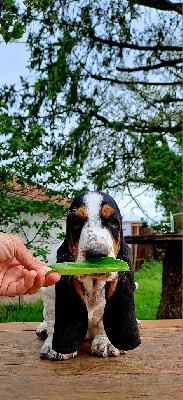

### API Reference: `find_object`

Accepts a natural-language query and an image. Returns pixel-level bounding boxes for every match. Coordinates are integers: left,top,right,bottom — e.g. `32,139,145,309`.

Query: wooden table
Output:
0,320,183,400
124,233,182,319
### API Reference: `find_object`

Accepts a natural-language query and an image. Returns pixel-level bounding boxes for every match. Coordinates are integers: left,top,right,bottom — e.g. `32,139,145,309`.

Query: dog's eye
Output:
72,218,84,230
107,217,119,228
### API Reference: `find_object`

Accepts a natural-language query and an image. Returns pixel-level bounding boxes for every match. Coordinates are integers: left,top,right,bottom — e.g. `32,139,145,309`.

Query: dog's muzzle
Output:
86,248,108,260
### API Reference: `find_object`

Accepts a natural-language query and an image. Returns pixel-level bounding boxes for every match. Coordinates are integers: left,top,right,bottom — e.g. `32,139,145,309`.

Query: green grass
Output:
135,261,162,319
0,300,43,322
0,261,162,322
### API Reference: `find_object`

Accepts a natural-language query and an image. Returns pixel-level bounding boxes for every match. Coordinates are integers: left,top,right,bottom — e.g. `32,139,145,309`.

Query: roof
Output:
2,175,70,206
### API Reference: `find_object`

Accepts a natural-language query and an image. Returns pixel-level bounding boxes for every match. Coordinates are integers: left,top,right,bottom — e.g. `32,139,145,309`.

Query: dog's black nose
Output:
86,248,108,260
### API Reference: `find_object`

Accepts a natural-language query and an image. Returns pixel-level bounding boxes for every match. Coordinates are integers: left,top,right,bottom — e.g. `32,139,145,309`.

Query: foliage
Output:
135,261,162,320
0,0,182,250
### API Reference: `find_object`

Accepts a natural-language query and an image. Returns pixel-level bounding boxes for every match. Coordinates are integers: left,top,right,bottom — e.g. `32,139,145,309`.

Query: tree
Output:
0,0,181,238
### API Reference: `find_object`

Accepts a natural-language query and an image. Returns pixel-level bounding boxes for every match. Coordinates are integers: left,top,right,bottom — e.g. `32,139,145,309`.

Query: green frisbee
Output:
46,257,129,275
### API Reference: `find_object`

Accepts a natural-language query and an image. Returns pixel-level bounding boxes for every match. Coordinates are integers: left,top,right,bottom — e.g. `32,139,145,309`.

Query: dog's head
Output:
58,192,131,266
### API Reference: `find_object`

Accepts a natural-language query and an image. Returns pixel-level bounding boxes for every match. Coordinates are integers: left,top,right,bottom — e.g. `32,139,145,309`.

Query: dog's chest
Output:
79,276,106,338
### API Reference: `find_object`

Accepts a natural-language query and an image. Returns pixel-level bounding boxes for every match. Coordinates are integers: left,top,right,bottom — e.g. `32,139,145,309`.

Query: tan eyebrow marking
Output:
75,206,87,219
101,204,115,218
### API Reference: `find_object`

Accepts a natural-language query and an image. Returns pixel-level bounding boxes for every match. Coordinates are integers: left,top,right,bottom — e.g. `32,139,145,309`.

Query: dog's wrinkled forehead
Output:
70,192,121,221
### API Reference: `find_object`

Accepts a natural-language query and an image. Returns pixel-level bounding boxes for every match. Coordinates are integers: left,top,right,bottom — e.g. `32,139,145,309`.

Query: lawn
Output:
0,261,162,322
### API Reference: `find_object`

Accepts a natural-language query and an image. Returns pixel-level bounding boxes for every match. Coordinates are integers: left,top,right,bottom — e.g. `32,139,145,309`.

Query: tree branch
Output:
135,0,182,15
95,114,182,133
90,74,182,86
89,34,182,51
116,58,182,72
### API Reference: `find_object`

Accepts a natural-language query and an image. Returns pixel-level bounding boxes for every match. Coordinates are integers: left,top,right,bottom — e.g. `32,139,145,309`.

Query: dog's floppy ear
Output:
52,276,88,354
103,271,141,350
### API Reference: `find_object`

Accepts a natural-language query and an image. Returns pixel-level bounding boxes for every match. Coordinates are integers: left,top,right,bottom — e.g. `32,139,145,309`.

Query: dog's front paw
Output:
40,338,77,361
91,334,126,357
36,321,47,340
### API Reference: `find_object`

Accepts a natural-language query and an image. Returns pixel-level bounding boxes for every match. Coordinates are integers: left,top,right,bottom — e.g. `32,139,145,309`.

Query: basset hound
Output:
36,191,141,360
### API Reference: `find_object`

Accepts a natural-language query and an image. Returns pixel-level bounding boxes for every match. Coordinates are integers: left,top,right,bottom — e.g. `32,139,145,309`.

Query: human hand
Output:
0,232,60,296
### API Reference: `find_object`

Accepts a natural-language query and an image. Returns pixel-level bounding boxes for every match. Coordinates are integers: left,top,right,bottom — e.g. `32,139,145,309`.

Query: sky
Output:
0,37,162,225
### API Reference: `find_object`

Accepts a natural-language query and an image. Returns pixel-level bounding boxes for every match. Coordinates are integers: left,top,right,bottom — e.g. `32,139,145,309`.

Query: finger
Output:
43,272,61,286
5,271,36,296
0,266,23,296
26,268,45,294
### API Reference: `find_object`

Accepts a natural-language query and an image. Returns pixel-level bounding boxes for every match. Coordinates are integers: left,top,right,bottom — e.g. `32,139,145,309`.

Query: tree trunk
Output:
156,241,182,319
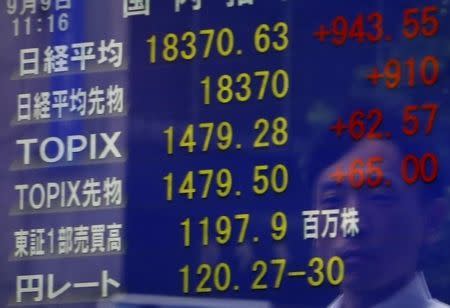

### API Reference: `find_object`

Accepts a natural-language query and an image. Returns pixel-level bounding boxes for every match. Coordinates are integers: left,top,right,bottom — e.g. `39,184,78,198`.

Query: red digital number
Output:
403,104,439,136
403,6,440,40
401,153,439,185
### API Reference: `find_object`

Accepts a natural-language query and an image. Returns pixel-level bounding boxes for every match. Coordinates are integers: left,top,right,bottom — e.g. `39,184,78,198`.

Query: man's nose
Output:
344,190,371,239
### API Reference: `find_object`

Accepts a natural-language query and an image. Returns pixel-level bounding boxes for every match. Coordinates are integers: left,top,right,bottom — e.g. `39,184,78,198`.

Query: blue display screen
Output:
0,0,450,308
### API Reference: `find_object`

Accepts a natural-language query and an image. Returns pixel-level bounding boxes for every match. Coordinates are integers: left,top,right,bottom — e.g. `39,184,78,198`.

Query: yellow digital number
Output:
181,31,197,60
163,33,179,62
253,117,289,148
270,212,288,241
253,164,289,195
254,22,289,53
307,257,325,287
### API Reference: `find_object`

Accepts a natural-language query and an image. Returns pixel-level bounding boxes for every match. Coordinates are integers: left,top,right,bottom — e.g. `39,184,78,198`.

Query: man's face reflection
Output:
314,141,426,292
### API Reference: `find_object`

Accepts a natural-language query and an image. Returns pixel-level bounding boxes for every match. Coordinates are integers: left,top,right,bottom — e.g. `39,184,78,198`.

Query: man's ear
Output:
424,198,448,245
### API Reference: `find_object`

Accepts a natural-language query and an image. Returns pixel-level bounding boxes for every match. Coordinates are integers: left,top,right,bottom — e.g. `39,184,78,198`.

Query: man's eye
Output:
321,195,342,205
370,193,394,203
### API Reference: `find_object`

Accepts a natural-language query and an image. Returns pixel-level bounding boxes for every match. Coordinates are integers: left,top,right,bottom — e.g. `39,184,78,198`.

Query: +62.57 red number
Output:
330,103,439,141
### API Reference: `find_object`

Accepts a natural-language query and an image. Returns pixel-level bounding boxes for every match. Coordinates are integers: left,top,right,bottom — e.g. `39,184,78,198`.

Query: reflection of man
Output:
313,141,449,308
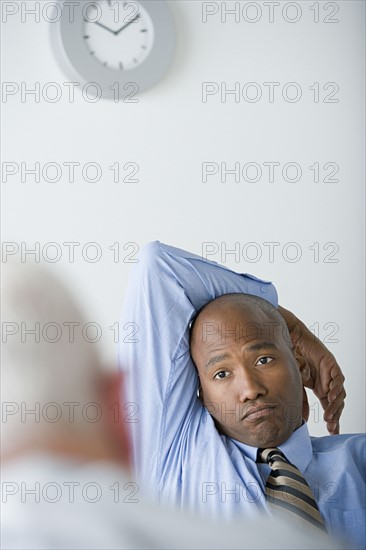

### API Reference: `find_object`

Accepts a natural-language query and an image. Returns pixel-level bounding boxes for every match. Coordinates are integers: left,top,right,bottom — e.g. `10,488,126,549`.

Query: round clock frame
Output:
51,0,176,100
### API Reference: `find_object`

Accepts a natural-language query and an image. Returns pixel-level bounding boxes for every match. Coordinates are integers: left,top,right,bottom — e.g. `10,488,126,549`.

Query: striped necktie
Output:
258,448,326,532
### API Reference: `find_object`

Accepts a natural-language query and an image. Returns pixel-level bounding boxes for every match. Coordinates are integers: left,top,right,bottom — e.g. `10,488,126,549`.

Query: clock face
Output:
83,0,154,71
50,0,176,102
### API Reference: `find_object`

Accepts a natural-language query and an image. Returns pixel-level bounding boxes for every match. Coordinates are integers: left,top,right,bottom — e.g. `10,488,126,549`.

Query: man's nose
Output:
238,368,267,403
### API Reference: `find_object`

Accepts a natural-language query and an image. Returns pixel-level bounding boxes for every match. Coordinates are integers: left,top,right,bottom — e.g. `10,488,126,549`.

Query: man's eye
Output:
256,357,273,365
214,370,229,380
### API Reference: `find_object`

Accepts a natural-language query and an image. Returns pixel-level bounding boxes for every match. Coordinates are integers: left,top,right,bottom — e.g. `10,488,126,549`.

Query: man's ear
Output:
197,377,203,404
294,347,310,386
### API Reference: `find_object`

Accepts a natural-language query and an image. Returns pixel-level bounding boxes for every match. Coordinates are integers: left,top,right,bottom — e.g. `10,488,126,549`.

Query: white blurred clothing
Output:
1,454,341,550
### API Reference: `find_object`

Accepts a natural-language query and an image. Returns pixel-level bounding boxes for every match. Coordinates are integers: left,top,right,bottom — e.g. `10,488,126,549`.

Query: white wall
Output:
2,0,365,435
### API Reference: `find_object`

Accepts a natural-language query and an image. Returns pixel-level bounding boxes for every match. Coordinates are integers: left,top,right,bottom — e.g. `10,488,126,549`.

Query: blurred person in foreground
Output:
119,245,365,548
1,264,344,550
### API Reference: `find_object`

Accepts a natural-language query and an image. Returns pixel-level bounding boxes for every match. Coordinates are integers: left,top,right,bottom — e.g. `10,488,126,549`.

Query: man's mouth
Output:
243,403,276,422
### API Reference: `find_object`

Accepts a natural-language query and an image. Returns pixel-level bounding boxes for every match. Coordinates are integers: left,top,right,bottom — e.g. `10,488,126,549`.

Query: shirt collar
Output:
233,422,313,472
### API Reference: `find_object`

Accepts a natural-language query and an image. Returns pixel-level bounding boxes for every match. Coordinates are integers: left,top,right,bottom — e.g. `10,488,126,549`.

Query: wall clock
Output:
51,0,175,99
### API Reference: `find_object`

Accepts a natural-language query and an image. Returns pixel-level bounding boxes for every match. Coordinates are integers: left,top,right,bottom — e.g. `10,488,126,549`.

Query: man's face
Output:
191,306,302,448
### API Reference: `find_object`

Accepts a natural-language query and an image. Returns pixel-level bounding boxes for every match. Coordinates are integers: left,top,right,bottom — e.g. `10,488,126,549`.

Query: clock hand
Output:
94,21,117,34
114,13,140,35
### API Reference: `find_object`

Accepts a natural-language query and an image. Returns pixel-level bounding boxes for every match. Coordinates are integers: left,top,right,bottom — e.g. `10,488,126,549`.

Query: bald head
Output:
190,294,305,448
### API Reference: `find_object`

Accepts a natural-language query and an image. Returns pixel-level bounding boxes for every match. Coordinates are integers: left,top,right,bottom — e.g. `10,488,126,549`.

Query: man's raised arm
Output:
119,242,277,496
119,241,345,496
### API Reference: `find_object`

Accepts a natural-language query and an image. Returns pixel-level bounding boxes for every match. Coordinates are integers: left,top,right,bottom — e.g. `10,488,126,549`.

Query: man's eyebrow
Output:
204,353,230,370
248,342,278,351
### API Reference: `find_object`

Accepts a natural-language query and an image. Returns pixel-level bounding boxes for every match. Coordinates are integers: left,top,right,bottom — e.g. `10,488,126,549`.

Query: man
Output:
120,242,363,544
1,264,344,550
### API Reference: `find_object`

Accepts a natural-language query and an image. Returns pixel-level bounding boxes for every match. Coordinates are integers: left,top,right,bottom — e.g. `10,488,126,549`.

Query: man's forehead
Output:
194,315,283,343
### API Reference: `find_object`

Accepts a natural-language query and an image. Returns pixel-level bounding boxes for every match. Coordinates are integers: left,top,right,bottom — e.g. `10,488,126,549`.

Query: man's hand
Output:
278,306,346,435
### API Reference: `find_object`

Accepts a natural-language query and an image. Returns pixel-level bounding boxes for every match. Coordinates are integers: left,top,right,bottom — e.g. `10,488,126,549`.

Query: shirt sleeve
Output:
119,241,278,498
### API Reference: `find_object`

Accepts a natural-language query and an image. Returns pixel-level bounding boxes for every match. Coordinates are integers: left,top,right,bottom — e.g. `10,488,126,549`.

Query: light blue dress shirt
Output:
119,241,366,548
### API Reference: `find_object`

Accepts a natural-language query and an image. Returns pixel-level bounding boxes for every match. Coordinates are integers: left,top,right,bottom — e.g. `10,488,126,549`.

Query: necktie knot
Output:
258,447,325,531
258,447,290,466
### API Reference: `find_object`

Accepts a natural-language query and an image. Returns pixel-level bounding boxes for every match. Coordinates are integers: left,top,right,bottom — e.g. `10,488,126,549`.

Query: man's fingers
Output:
327,422,339,435
324,396,344,422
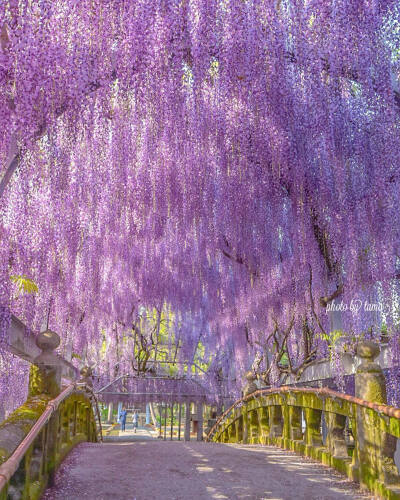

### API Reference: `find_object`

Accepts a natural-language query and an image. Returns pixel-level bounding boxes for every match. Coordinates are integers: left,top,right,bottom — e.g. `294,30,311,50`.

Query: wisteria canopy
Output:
0,0,400,406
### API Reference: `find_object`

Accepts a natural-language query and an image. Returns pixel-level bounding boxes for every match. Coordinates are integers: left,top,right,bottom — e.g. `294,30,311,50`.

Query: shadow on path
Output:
43,439,371,500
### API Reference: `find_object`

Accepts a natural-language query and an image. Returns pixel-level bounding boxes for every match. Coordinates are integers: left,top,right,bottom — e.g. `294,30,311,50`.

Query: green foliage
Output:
10,274,39,296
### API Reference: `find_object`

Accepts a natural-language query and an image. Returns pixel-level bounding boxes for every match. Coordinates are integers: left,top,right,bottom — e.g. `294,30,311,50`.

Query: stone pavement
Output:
43,439,371,500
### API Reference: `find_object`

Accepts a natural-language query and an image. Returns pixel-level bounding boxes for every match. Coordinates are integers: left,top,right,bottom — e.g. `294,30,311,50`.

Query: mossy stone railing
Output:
0,331,101,500
206,342,400,499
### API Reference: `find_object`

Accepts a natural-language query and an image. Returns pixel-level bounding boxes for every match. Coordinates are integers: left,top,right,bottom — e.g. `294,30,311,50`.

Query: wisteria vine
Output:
0,0,400,408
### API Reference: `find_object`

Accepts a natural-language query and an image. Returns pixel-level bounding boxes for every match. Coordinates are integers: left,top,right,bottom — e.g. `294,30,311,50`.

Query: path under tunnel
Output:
43,439,371,500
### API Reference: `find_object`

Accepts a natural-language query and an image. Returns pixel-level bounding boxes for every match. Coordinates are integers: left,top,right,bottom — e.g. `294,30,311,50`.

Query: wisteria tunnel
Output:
0,0,400,500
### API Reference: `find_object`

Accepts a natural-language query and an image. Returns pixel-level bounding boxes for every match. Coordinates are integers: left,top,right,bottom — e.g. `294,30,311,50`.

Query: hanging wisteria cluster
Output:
0,0,400,402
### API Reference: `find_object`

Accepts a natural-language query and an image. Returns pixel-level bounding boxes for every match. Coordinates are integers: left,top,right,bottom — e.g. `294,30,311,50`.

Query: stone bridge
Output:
0,331,400,500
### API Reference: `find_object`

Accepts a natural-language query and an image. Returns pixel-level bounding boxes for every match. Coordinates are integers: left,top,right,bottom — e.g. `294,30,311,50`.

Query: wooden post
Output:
185,401,190,441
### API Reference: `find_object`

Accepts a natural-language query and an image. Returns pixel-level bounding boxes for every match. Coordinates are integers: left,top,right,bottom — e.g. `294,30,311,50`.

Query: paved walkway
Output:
43,439,370,500
104,426,158,442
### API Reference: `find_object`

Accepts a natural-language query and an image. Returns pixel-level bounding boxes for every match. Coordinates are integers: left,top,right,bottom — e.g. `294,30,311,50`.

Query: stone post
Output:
243,370,258,397
28,330,62,486
107,401,114,424
28,330,62,398
79,366,93,387
184,401,191,441
196,403,203,441
353,341,398,487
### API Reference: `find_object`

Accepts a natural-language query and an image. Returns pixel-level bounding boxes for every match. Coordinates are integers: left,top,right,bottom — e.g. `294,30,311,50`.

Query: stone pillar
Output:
117,402,122,422
79,366,93,387
353,341,398,487
107,402,114,424
196,403,203,441
184,401,191,441
242,370,258,397
28,330,62,486
28,330,62,398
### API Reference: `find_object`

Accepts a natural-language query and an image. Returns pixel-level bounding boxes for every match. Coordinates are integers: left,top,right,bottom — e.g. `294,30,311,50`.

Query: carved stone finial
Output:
357,340,380,362
29,330,61,397
80,366,93,387
243,370,258,396
355,340,387,403
35,330,60,365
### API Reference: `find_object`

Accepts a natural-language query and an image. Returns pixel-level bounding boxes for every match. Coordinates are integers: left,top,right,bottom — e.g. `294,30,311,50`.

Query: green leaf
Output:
10,274,39,294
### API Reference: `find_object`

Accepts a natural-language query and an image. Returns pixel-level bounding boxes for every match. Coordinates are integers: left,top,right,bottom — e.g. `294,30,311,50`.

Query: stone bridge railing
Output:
0,331,101,500
207,342,400,499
====================
▶ [PROBLEM] Copy out the stretch from the start of the data through the line containing "124,233,182,319", requests included, shifting every bounding-box coordinate in the answers up by 17 and omitting the pictures.

▶ [RESULT FOR THIS TASK]
### API Reference: `find_object`

Accepts a natural-language query and an image. Returns pixel-level bounding boxes for every match. Coordinates are integers: left,top,right,bottom — e.g. `32,139,145,309`.

Query: wooden table
Output:
17,337,200,417
141,250,199,336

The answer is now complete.